**Reading passage:**
====================
MANCHESTER, N.H. (Jan. 9, 2012)–Michael Shaughnessy of Kansas City, Mo., is making a New Hampshire statement with his artwork.
It is a circular bail of hay on top of his car with signs that say “We are the 99 percent.’” He explains the symbolism this way: “When all forces are equal, everything becomes a sphere,” Shaughnessy said. “The hay is a symbol of the working person.”
Shaughnessy is among the Missourians contributing to Occupy New Hampshire. The movement, which started with a focus on Wall Street, has expanded across the country. It’s a mixed bag of protest against poverty, what its members consider corporate greed and the growing income inequality in the United States with most of the country’s wealth going to the top 1 percent instead of — in the movement’s slogan — the other 99 percent.
Occupiers usually camp out in public places, chanting and singing their messages. In New Hampshire, the Occupiers staged a funeral procession, marking what they consider to be the death of the American dream.
Victor Lee, 30, another Kansas City, Mo., has been traveling to different Occupy groups around the country. Winter is the off-season from his job as a painter, he said. So far, he said, he has been to the Occupy encampments in Kansas City, Mo.; Denver, Colo.; and Austin, Texas.
“I want to see a change in America,” Lee said. “We need the real 99 percent out here, and I have a feeling that it’s going to get a lot worse before that 99 percent shows up.”
As a Ron Paul supporter, Lee said, he trusted the libertarian small-government presidential candidate more than others. “He’s out there for the people,” Lee said. “He seems to be more straight to the point, and not ‘I’m Mr. executive bad ass.’”
====================
**Entries shown:**
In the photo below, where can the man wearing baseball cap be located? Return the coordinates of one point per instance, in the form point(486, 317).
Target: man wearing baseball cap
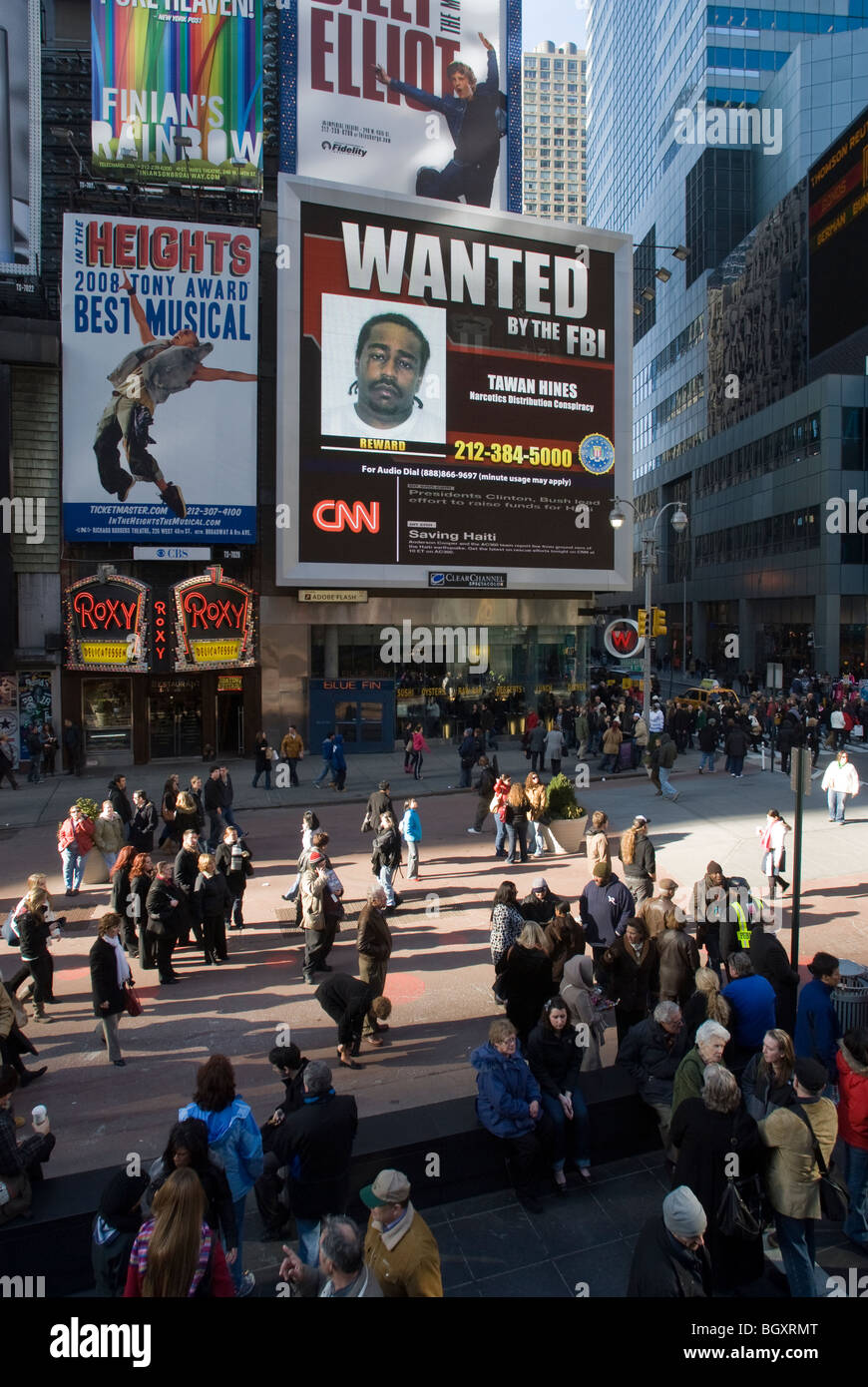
point(399, 1247)
point(669, 1259)
point(541, 902)
point(800, 1137)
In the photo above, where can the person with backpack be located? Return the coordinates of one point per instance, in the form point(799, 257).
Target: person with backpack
point(469, 753)
point(484, 788)
point(233, 1138)
point(386, 857)
point(34, 743)
point(411, 831)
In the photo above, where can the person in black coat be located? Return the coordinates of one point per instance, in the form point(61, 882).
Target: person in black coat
point(164, 902)
point(231, 859)
point(120, 802)
point(188, 1146)
point(110, 977)
point(632, 975)
point(34, 934)
point(707, 1131)
point(114, 1232)
point(526, 980)
point(213, 902)
point(386, 856)
point(316, 1146)
point(143, 824)
point(669, 1259)
point(541, 903)
point(185, 873)
point(141, 879)
point(379, 803)
point(288, 1064)
point(348, 1000)
point(120, 875)
point(555, 1060)
point(770, 961)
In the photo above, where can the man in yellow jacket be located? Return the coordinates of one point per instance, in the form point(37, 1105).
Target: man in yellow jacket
point(399, 1245)
point(796, 1134)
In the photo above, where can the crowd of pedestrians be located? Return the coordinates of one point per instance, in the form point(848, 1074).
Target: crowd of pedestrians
point(724, 1053)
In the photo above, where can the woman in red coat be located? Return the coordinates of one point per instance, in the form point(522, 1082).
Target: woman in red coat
point(74, 842)
point(852, 1060)
point(175, 1254)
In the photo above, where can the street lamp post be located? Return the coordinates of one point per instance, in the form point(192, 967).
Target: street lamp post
point(650, 564)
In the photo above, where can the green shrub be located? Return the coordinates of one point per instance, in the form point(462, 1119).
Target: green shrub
point(562, 797)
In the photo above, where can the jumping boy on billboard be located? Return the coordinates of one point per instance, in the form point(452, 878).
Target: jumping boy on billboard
point(476, 116)
point(145, 379)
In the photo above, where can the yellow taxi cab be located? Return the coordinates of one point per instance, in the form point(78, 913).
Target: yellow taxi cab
point(699, 697)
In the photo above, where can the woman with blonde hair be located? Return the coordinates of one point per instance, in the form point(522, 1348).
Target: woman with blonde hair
point(518, 807)
point(597, 839)
point(526, 980)
point(637, 854)
point(706, 1003)
point(767, 1082)
point(175, 1254)
point(213, 903)
point(34, 934)
point(538, 799)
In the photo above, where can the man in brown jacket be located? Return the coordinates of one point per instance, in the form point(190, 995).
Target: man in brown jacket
point(399, 1247)
point(374, 946)
point(793, 1172)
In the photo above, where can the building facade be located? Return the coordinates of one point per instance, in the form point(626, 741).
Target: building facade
point(707, 146)
point(554, 143)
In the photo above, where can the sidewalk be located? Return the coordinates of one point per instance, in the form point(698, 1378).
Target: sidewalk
point(49, 802)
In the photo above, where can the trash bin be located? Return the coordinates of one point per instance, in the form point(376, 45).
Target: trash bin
point(850, 999)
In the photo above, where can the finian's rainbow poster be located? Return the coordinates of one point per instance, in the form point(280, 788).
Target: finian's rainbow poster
point(177, 91)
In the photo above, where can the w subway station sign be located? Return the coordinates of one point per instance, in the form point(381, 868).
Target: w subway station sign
point(622, 639)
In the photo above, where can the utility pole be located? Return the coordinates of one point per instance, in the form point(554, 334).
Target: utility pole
point(799, 770)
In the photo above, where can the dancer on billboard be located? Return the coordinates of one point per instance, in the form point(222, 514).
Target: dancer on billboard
point(145, 379)
point(476, 116)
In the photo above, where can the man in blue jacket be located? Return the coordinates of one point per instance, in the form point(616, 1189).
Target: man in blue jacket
point(476, 118)
point(326, 752)
point(817, 1021)
point(605, 907)
point(751, 1000)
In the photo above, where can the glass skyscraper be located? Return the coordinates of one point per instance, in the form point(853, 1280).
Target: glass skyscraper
point(703, 123)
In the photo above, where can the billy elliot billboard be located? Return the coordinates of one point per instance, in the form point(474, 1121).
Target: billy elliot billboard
point(159, 329)
point(177, 91)
point(406, 96)
point(452, 393)
point(20, 138)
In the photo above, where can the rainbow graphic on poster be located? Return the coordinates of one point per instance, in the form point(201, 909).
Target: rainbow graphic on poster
point(177, 91)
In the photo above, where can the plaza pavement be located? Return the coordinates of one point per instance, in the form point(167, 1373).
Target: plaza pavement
point(440, 975)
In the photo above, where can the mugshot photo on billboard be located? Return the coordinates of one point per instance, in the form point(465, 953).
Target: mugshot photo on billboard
point(20, 142)
point(383, 372)
point(159, 324)
point(537, 394)
point(411, 97)
point(177, 91)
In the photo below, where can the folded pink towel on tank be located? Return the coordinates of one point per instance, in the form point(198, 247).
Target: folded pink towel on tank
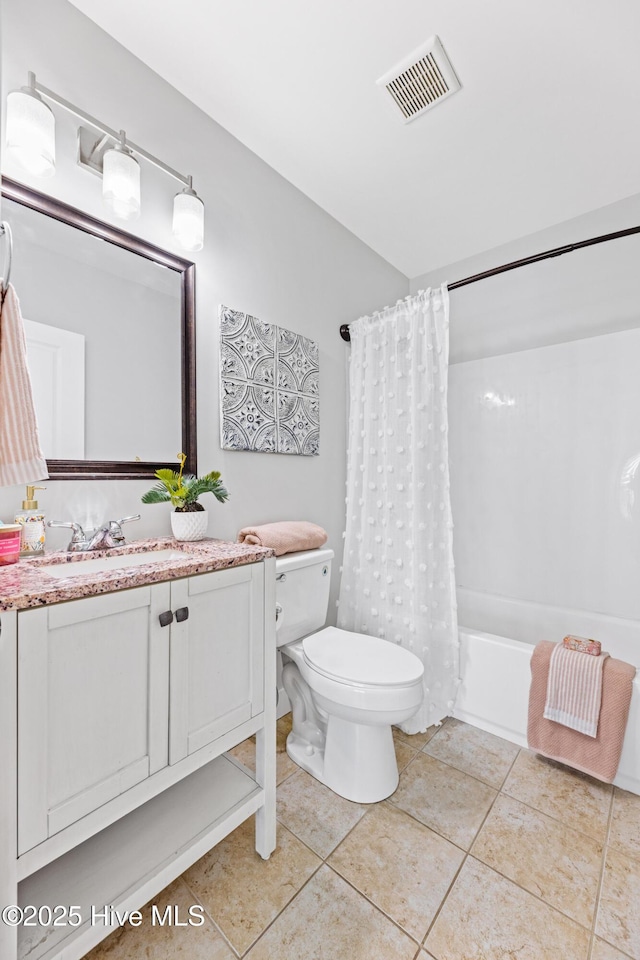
====================
**Directions for this task:**
In the article on Occupy New Hampshire, how does Michael Shaughnessy explain the meaning of the round mass of hay on top of his car?

**Exercise answer:**
He says that when all forces are equal, everything becomes a sphere. The hay itself, he explains, is a symbol of the working person.